Below are some records. Quote exactly the lines from the one that contains "Can you find the car tire?" through the last, both included, and leave out the pictures.

[Start of Attachment]

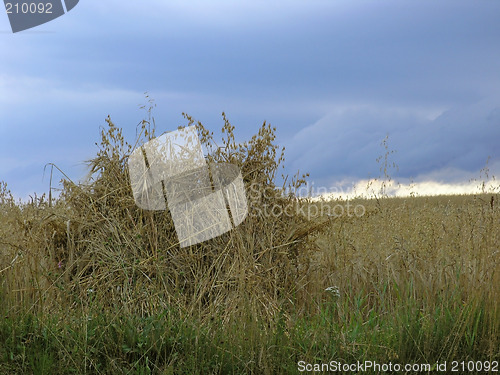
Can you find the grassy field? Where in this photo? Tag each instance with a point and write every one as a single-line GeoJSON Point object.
{"type": "Point", "coordinates": [91, 284]}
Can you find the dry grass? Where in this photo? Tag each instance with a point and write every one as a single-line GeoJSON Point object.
{"type": "Point", "coordinates": [407, 264]}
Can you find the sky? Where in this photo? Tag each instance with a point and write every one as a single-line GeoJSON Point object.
{"type": "Point", "coordinates": [335, 77]}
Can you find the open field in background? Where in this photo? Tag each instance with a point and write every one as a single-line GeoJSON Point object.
{"type": "Point", "coordinates": [91, 284]}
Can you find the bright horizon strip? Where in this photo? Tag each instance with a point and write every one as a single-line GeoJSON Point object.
{"type": "Point", "coordinates": [372, 188]}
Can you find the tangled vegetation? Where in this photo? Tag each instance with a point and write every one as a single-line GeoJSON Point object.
{"type": "Point", "coordinates": [91, 283]}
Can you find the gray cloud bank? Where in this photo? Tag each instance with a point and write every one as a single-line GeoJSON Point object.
{"type": "Point", "coordinates": [450, 147]}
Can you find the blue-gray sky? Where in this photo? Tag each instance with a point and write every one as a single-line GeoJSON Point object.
{"type": "Point", "coordinates": [334, 76]}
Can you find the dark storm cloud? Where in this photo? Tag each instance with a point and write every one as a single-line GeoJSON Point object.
{"type": "Point", "coordinates": [347, 143]}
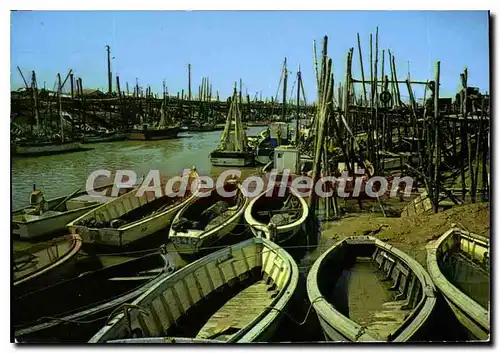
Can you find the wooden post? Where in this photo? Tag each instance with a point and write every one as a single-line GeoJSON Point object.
{"type": "Point", "coordinates": [110, 84]}
{"type": "Point", "coordinates": [485, 157]}
{"type": "Point", "coordinates": [437, 148]}
{"type": "Point", "coordinates": [365, 99]}
{"type": "Point", "coordinates": [189, 82]}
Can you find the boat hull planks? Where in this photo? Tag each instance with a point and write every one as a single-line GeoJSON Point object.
{"type": "Point", "coordinates": [365, 290]}
{"type": "Point", "coordinates": [185, 301]}
{"type": "Point", "coordinates": [474, 317]}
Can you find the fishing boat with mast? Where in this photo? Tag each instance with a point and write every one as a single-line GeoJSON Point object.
{"type": "Point", "coordinates": [459, 264]}
{"type": "Point", "coordinates": [128, 219]}
{"type": "Point", "coordinates": [233, 149]}
{"type": "Point", "coordinates": [43, 217]}
{"type": "Point", "coordinates": [239, 294]}
{"type": "Point", "coordinates": [166, 128]}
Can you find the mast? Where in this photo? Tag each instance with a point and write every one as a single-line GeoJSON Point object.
{"type": "Point", "coordinates": [299, 81]}
{"type": "Point", "coordinates": [110, 84]}
{"type": "Point", "coordinates": [59, 90]}
{"type": "Point", "coordinates": [35, 99]}
{"type": "Point", "coordinates": [285, 74]}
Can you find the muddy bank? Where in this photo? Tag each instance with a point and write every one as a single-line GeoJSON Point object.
{"type": "Point", "coordinates": [410, 235]}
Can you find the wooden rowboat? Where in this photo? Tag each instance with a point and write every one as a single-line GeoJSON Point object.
{"type": "Point", "coordinates": [130, 218]}
{"type": "Point", "coordinates": [277, 217]}
{"type": "Point", "coordinates": [73, 310]}
{"type": "Point", "coordinates": [363, 289]}
{"type": "Point", "coordinates": [206, 219]}
{"type": "Point", "coordinates": [209, 298]}
{"type": "Point", "coordinates": [45, 263]}
{"type": "Point", "coordinates": [50, 217]}
{"type": "Point", "coordinates": [458, 263]}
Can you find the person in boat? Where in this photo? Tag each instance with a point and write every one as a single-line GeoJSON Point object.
{"type": "Point", "coordinates": [169, 264]}
{"type": "Point", "coordinates": [278, 135]}
{"type": "Point", "coordinates": [38, 202]}
{"type": "Point", "coordinates": [213, 212]}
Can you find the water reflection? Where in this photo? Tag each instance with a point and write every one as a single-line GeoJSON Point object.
{"type": "Point", "coordinates": [61, 174]}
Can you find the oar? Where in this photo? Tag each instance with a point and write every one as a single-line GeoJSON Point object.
{"type": "Point", "coordinates": [67, 198]}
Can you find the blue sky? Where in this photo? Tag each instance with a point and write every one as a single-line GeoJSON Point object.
{"type": "Point", "coordinates": [251, 45]}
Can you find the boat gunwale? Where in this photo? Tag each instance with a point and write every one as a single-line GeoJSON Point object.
{"type": "Point", "coordinates": [282, 228]}
{"type": "Point", "coordinates": [248, 333]}
{"type": "Point", "coordinates": [349, 328]}
{"type": "Point", "coordinates": [466, 304]}
{"type": "Point", "coordinates": [68, 254]}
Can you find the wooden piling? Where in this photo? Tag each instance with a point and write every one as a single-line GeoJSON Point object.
{"type": "Point", "coordinates": [437, 149]}
{"type": "Point", "coordinates": [362, 69]}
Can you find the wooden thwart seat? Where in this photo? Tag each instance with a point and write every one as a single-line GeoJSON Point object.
{"type": "Point", "coordinates": [238, 312]}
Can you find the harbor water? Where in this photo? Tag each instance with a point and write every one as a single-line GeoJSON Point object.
{"type": "Point", "coordinates": [60, 175]}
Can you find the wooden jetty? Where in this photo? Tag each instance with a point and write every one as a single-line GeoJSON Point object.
{"type": "Point", "coordinates": [130, 218]}
{"type": "Point", "coordinates": [43, 217]}
{"type": "Point", "coordinates": [209, 298]}
{"type": "Point", "coordinates": [277, 217]}
{"type": "Point", "coordinates": [45, 263]}
{"type": "Point", "coordinates": [233, 150]}
{"type": "Point", "coordinates": [345, 289]}
{"type": "Point", "coordinates": [204, 220]}
{"type": "Point", "coordinates": [74, 309]}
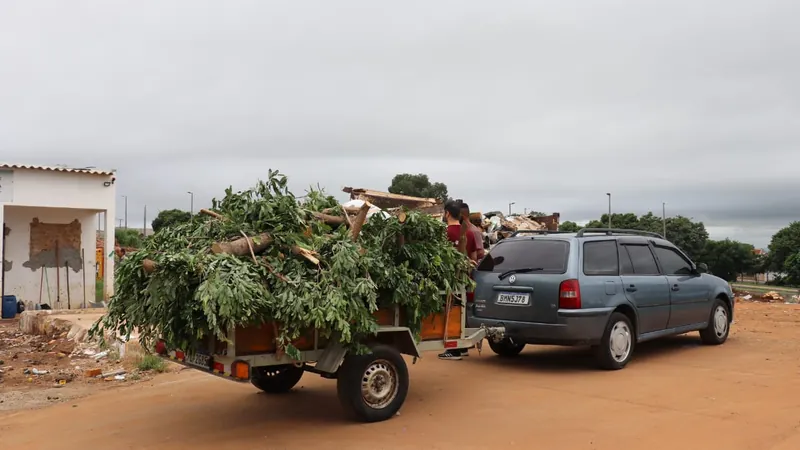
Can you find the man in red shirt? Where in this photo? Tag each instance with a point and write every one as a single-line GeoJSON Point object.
{"type": "Point", "coordinates": [477, 233]}
{"type": "Point", "coordinates": [459, 234]}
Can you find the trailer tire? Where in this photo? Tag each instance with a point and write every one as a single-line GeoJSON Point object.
{"type": "Point", "coordinates": [276, 379]}
{"type": "Point", "coordinates": [373, 387]}
{"type": "Point", "coordinates": [506, 348]}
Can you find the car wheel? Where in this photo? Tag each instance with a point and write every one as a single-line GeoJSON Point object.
{"type": "Point", "coordinates": [506, 348]}
{"type": "Point", "coordinates": [276, 379]}
{"type": "Point", "coordinates": [718, 327]}
{"type": "Point", "coordinates": [373, 387]}
{"type": "Point", "coordinates": [616, 347]}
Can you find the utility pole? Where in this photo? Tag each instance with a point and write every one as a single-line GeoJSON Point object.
{"type": "Point", "coordinates": [126, 210]}
{"type": "Point", "coordinates": [191, 204]}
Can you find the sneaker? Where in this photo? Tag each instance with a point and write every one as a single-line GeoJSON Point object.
{"type": "Point", "coordinates": [450, 356]}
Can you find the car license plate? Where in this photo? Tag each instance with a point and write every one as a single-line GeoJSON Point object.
{"type": "Point", "coordinates": [198, 360]}
{"type": "Point", "coordinates": [513, 299]}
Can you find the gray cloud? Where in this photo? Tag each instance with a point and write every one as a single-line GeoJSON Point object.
{"type": "Point", "coordinates": [549, 105]}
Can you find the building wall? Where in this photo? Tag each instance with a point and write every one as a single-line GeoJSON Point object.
{"type": "Point", "coordinates": [25, 282]}
{"type": "Point", "coordinates": [77, 195]}
{"type": "Point", "coordinates": [47, 188]}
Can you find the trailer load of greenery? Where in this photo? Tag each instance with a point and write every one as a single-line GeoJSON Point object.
{"type": "Point", "coordinates": [263, 255]}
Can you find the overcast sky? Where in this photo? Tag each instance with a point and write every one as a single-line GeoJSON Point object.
{"type": "Point", "coordinates": [546, 104]}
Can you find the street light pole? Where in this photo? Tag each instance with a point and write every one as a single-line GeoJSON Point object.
{"type": "Point", "coordinates": [191, 204]}
{"type": "Point", "coordinates": [126, 210]}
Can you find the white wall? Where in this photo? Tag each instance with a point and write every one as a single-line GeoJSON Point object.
{"type": "Point", "coordinates": [51, 189]}
{"type": "Point", "coordinates": [47, 188]}
{"type": "Point", "coordinates": [24, 282]}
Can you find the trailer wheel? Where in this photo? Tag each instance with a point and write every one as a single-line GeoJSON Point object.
{"type": "Point", "coordinates": [276, 379]}
{"type": "Point", "coordinates": [506, 348]}
{"type": "Point", "coordinates": [373, 387]}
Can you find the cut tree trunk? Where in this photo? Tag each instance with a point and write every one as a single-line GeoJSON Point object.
{"type": "Point", "coordinates": [358, 223]}
{"type": "Point", "coordinates": [149, 266]}
{"type": "Point", "coordinates": [329, 219]}
{"type": "Point", "coordinates": [240, 247]}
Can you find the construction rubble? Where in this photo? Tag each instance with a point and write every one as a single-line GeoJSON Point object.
{"type": "Point", "coordinates": [496, 226]}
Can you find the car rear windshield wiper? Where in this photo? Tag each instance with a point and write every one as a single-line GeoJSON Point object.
{"type": "Point", "coordinates": [523, 270]}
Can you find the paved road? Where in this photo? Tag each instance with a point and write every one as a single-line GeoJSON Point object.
{"type": "Point", "coordinates": [674, 395]}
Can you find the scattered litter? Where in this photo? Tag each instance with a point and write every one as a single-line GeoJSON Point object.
{"type": "Point", "coordinates": [91, 373]}
{"type": "Point", "coordinates": [113, 374]}
{"type": "Point", "coordinates": [772, 296]}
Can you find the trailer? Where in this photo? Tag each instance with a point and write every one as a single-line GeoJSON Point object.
{"type": "Point", "coordinates": [371, 387]}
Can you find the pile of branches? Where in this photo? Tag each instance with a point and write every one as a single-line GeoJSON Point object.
{"type": "Point", "coordinates": [263, 255]}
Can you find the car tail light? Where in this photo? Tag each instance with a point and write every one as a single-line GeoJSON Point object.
{"type": "Point", "coordinates": [161, 347]}
{"type": "Point", "coordinates": [240, 370]}
{"type": "Point", "coordinates": [471, 294]}
{"type": "Point", "coordinates": [569, 295]}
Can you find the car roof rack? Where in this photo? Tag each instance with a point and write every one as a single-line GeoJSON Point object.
{"type": "Point", "coordinates": [613, 231]}
{"type": "Point", "coordinates": [545, 232]}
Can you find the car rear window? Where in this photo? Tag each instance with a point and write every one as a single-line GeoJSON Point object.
{"type": "Point", "coordinates": [546, 256]}
{"type": "Point", "coordinates": [600, 258]}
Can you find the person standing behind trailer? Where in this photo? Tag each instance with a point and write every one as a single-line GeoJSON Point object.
{"type": "Point", "coordinates": [477, 233]}
{"type": "Point", "coordinates": [458, 233]}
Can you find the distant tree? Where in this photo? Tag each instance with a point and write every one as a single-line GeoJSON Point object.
{"type": "Point", "coordinates": [569, 226]}
{"type": "Point", "coordinates": [791, 269]}
{"type": "Point", "coordinates": [784, 244]}
{"type": "Point", "coordinates": [170, 217]}
{"type": "Point", "coordinates": [418, 186]}
{"type": "Point", "coordinates": [689, 236]}
{"type": "Point", "coordinates": [128, 237]}
{"type": "Point", "coordinates": [728, 259]}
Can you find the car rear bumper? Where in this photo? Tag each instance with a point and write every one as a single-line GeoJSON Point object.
{"type": "Point", "coordinates": [573, 327]}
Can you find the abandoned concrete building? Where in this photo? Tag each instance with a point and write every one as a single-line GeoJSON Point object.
{"type": "Point", "coordinates": [50, 216]}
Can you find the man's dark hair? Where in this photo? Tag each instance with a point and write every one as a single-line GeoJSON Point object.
{"type": "Point", "coordinates": [453, 207]}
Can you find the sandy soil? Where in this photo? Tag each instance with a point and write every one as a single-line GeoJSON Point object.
{"type": "Point", "coordinates": [676, 394]}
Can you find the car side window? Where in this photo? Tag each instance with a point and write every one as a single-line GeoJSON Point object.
{"type": "Point", "coordinates": [672, 262]}
{"type": "Point", "coordinates": [642, 260]}
{"type": "Point", "coordinates": [625, 264]}
{"type": "Point", "coordinates": [600, 258]}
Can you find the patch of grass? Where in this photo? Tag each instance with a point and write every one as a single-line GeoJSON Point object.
{"type": "Point", "coordinates": [151, 362]}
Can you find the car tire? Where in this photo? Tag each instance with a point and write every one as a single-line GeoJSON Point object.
{"type": "Point", "coordinates": [276, 379]}
{"type": "Point", "coordinates": [618, 342]}
{"type": "Point", "coordinates": [506, 348]}
{"type": "Point", "coordinates": [719, 325]}
{"type": "Point", "coordinates": [373, 387]}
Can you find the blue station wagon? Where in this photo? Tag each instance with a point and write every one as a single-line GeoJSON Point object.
{"type": "Point", "coordinates": [606, 288]}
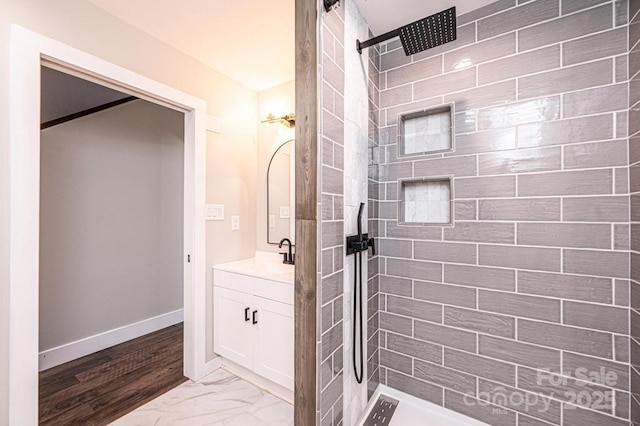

[End of Attachment]

**EXPECTED OUTPUT:**
Can you find the car tire? Where in this photo? Tag each instance with a point and write every one as a single-line GeoJSON Point object.
{"type": "Point", "coordinates": [276, 379]}
{"type": "Point", "coordinates": [618, 342]}
{"type": "Point", "coordinates": [506, 348]}
{"type": "Point", "coordinates": [719, 325]}
{"type": "Point", "coordinates": [373, 387]}
Can you find the blue station wagon? Where in this photo? Tag each instance with a point and write every one as a single-line GeoJSON Point object.
{"type": "Point", "coordinates": [606, 288]}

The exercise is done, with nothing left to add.